- _DOCUMENT PASSAGE_:
#####

An independent charity, known as the “The King’s Fund,” recently detailed how the demand for health care is rising. It has reported: “The population is increasing; more people are living longer, often with multiple long-term conditions; and technological advances mean that new treatments are available. As a result, health services are treating more people than ever before.”

It is accurate to state that the health budget will increase by an average of 1.1 per cent a year between 2009/10 and 2020/21, but the cost of treatments are rising and hospital admissions have been going up, year on year, by nearly 4%.

It is therefore not surprising that “The King’s Fund” and other organisations have declared that the NHS is “enduring the most prolonged funding squeeze in its history.”

Likewise, the British Medical Association has stated that: “Each winter the pressure on the NHS worsens, and politicians are not taking the long-term view needed to ensure the NHS can keep up with rising demand.”

In this context of underfunding from central government, reforms are being promoted which local campaigners, especially here in Cornwall, are right to be worried about.

#####

- _Data entries_:
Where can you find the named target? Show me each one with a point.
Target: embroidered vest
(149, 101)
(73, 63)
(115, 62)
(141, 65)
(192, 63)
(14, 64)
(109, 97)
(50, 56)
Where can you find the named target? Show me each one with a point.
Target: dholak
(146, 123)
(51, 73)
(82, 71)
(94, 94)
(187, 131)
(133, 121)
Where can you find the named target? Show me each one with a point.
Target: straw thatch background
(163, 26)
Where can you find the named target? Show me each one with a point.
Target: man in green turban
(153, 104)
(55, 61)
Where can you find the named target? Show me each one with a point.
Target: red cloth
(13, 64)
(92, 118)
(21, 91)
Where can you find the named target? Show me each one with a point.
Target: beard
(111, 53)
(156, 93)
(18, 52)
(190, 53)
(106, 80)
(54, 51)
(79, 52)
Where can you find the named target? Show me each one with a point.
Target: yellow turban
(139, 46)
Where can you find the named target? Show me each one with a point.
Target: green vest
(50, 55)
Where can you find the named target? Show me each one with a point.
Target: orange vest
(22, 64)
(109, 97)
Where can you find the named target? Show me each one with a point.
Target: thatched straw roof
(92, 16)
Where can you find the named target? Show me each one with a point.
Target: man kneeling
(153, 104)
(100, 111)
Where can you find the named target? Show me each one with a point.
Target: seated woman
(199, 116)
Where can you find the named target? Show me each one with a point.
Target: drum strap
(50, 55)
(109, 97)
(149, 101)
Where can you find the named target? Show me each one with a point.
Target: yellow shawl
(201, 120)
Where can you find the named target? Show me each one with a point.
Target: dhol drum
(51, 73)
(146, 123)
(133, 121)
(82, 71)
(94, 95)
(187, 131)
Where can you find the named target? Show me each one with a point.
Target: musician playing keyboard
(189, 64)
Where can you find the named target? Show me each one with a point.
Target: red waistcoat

#####

- _STUDY QUESTIONS_:
(a) Extract the portion of the passage on NHS funding starting at "Likewise, the British" and ending at "be worried about.".
(b) Write what comes next in the passage on NHS funding, picking up after its final sentence.

- _EXPECTED OUTPUTS_:
(a)
Likewise, the British Medical Association has stated that: “Each winter the pressure on the NHS worsens, and politicians are not taking the long-term view needed to ensure the NHS can keep up with rising demand.”

In this context of underfunding from central government, reforms are being promoted which local campaigners, especially here in Cornwall, are right to be worried about.

(b)
The Sustainability and Transformation Plan for the local NHS does not solve, but reinforces, historic financial problems; the possible centralisation of radiotherapy provision from Cornwall into Devon would make it harder and harder for Cornish families to access vital health services; and there have even been claims that some community hospitals could be downgraded.

A massive change in approach is needed at Westminster and, in the first instance, that means increased funding for health and social care.

Wednesday, 3 January 2018

2018 – Groundhog Day?


In my article in today’s Cornish Guardian, I look ahead to 2018.

It is as follows:

When I was considering the content of my columns for the Cornish Guardian over the Christmas and New Year period, the editor suggested that I might look back over 2017 and “do a bit of a retrospective.”

It has certainly been an eventful year with council elections, a General Election and a great deal of political upheaval. But most of all, looking back and contrasting then to what is happening now, it all seems a bit “groundhog day.”

Early in 2017, we were digesting the news that Cornwall had the lowest economic performance of any nation in the United Kingdom. And now, twelve months on, the latest figures from the Office of National Statistics tell the same story.

England has a GVA per head of £27,108, which is 102.9% of the UK average, followed by Scotland on £24,800 (94.2%). Doing less well are Northern Ireland and Wales, with GVA figures of £19,997 (75.9%) and £19,140 (72.7%) respectively.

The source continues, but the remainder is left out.